## Problem to solve
All of the records must come back exactly as they were given.

## Records for this exercise
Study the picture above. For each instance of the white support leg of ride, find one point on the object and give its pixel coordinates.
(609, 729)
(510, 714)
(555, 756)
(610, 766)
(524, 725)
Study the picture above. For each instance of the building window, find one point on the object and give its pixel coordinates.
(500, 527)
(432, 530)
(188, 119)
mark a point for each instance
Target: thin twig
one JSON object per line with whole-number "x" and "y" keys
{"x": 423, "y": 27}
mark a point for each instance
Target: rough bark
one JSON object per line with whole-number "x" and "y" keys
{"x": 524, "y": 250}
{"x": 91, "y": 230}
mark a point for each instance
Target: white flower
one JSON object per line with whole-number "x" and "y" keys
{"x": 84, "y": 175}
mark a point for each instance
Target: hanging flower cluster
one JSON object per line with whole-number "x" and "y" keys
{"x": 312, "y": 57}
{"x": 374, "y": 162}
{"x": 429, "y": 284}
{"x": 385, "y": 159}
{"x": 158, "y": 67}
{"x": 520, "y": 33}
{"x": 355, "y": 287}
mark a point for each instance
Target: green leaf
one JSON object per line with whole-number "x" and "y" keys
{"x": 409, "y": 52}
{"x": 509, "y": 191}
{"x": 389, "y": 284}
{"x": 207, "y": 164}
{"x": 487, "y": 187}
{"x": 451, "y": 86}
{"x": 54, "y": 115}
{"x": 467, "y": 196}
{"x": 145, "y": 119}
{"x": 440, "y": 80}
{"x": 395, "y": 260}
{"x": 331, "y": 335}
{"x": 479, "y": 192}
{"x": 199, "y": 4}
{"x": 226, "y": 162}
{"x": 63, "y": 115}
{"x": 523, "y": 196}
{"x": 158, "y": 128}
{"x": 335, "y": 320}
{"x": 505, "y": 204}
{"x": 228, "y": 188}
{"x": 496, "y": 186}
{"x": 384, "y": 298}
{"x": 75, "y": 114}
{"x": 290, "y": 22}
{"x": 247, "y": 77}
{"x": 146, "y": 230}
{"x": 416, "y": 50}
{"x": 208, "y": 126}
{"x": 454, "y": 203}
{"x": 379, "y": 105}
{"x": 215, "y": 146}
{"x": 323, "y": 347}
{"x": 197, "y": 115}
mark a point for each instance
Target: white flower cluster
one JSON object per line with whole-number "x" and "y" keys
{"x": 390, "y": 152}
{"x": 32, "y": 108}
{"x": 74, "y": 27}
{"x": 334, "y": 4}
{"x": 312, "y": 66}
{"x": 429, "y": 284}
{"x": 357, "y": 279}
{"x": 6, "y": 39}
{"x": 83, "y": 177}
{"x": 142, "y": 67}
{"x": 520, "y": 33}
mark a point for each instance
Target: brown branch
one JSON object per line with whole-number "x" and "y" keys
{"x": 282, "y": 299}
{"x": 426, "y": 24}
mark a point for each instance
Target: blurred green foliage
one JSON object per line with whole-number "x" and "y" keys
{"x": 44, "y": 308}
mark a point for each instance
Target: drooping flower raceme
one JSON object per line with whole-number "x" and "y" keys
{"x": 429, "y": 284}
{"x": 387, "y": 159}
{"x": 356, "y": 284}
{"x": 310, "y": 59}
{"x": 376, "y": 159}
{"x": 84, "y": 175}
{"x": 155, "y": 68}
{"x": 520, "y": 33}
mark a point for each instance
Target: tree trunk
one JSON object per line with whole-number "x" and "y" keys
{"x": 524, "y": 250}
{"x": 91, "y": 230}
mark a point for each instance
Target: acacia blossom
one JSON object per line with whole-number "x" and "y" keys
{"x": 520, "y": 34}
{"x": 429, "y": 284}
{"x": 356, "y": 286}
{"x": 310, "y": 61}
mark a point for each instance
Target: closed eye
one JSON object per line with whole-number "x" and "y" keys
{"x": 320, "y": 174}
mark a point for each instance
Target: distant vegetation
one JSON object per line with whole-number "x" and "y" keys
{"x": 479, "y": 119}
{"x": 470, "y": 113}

## Solved problem
Study the picture above. For each instance of the white support leg of ride, find one point on the object and give its pixel coordinates.
(609, 729)
(510, 714)
(555, 756)
(610, 766)
(524, 725)
Study the picture above. For each instance of the building window, find one point on the object and give its pixel coordinates.
(500, 527)
(432, 530)
(188, 119)
mark a point for each instance
Target: thin twig
one JSON object per line with whole-number "x" and "y" keys
{"x": 423, "y": 27}
mark a point for each instance
Target: rough bark
one JSON object per line with whole-number "x" and "y" keys
{"x": 524, "y": 250}
{"x": 91, "y": 230}
mark a point for each instance
Target: white flower
one JSON object per line with whole-number "x" and "y" keys
{"x": 84, "y": 175}
mark a point for each instance
Target: hanging flower cluster
one JSON object per line with whole-number "x" and "y" keys
{"x": 312, "y": 57}
{"x": 374, "y": 162}
{"x": 429, "y": 284}
{"x": 385, "y": 159}
{"x": 158, "y": 67}
{"x": 520, "y": 33}
{"x": 355, "y": 287}
mark a point for each instance
Target: green leaf
one JSON object per line with whole-number "x" and "y" keys
{"x": 409, "y": 52}
{"x": 509, "y": 191}
{"x": 389, "y": 284}
{"x": 207, "y": 164}
{"x": 487, "y": 187}
{"x": 451, "y": 86}
{"x": 54, "y": 115}
{"x": 467, "y": 196}
{"x": 145, "y": 119}
{"x": 440, "y": 80}
{"x": 395, "y": 260}
{"x": 331, "y": 335}
{"x": 479, "y": 192}
{"x": 199, "y": 4}
{"x": 226, "y": 162}
{"x": 63, "y": 115}
{"x": 523, "y": 196}
{"x": 158, "y": 128}
{"x": 335, "y": 320}
{"x": 505, "y": 204}
{"x": 228, "y": 188}
{"x": 496, "y": 186}
{"x": 384, "y": 298}
{"x": 75, "y": 114}
{"x": 290, "y": 22}
{"x": 247, "y": 77}
{"x": 146, "y": 230}
{"x": 416, "y": 50}
{"x": 208, "y": 126}
{"x": 454, "y": 203}
{"x": 379, "y": 105}
{"x": 215, "y": 146}
{"x": 323, "y": 347}
{"x": 197, "y": 115}
mark a point for each instance
Target: white flower cluster
one JSON object per line with whole-number "x" and "y" keys
{"x": 390, "y": 152}
{"x": 32, "y": 108}
{"x": 74, "y": 27}
{"x": 334, "y": 4}
{"x": 312, "y": 66}
{"x": 429, "y": 284}
{"x": 357, "y": 279}
{"x": 6, "y": 39}
{"x": 83, "y": 177}
{"x": 142, "y": 67}
{"x": 520, "y": 33}
mark a point for each instance
Target: brown branch
one JSON object per line with whole-number "x" and "y" keys
{"x": 282, "y": 299}
{"x": 426, "y": 24}
mark a point for each instance
Target: blurred green foliage
one JSON object per line with whole-number "x" and "y" keys
{"x": 44, "y": 308}
mark a point for each instance
Target: drooping flower raceme
one JSON object per line with whole-number "x" and "y" keys
{"x": 429, "y": 284}
{"x": 387, "y": 159}
{"x": 356, "y": 284}
{"x": 310, "y": 59}
{"x": 376, "y": 159}
{"x": 84, "y": 175}
{"x": 155, "y": 68}
{"x": 520, "y": 33}
mark a point for each instance
Target: tree trunk
one JSON object per line with whole-number "x" and "y" keys
{"x": 524, "y": 250}
{"x": 91, "y": 230}
mark a point for each instance
Target: acacia blossom
one JSON object per line with whole-number "x" and "y" keys
{"x": 520, "y": 34}
{"x": 429, "y": 284}
{"x": 356, "y": 286}
{"x": 310, "y": 61}
mark a point for each instance
Target: closed eye
one JSON object per line with whole-number "x" and "y" keys
{"x": 320, "y": 174}
mark a point for each instance
Target: distant vegetation
one JSON object per line with whole-number "x" and "y" keys
{"x": 479, "y": 119}
{"x": 470, "y": 113}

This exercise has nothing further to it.